[Data for the task]
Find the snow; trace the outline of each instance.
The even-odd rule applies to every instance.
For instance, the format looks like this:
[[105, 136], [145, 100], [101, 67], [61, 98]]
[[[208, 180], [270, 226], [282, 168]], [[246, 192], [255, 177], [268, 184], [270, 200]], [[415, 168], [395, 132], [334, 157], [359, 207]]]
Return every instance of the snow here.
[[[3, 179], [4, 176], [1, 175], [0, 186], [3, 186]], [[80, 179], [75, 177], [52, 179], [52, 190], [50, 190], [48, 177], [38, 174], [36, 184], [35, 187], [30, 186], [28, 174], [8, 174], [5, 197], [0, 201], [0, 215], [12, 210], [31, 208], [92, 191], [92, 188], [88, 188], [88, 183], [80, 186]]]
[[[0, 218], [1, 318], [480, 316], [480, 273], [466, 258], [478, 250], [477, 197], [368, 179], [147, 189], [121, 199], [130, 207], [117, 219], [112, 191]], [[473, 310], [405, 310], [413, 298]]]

[What is required] Please set down the entire material above exactly as presented.

[Exercise response]
Find the snow; trace the outline of each instance.
The even-odd rule applies to every instance.
For instance, the format looks like this:
[[105, 136], [145, 100], [101, 67], [61, 98]]
[[[208, 180], [270, 226], [282, 168]], [[246, 192], [255, 177], [268, 184], [270, 200]], [[415, 168], [395, 132], [334, 157], [359, 207]]]
Return every instance of the snow here.
[[[3, 179], [4, 176], [1, 175], [0, 186], [3, 186]], [[80, 179], [75, 177], [52, 179], [52, 190], [50, 190], [48, 177], [38, 174], [36, 184], [35, 187], [30, 186], [28, 174], [8, 174], [5, 197], [0, 201], [0, 215], [12, 210], [31, 208], [92, 191], [92, 188], [88, 188], [88, 183], [80, 186]]]
[[[0, 218], [1, 318], [480, 316], [480, 273], [466, 258], [478, 250], [477, 197], [368, 179], [147, 189], [121, 199], [130, 207], [117, 219], [112, 191]], [[473, 310], [405, 310], [413, 298]]]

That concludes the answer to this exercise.